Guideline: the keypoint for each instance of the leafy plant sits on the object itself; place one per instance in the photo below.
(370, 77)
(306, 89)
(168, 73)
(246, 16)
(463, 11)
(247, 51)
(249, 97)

**WHAT YOU WILL DO**
Output the listing exactly. Leave no line out.

**TASK OUTPUT**
Guideline: the keypoint for each instance of the leafy plant sits on the object itself; place one per instance in the photo below.
(370, 77)
(306, 89)
(168, 73)
(246, 16)
(463, 11)
(247, 51)
(249, 97)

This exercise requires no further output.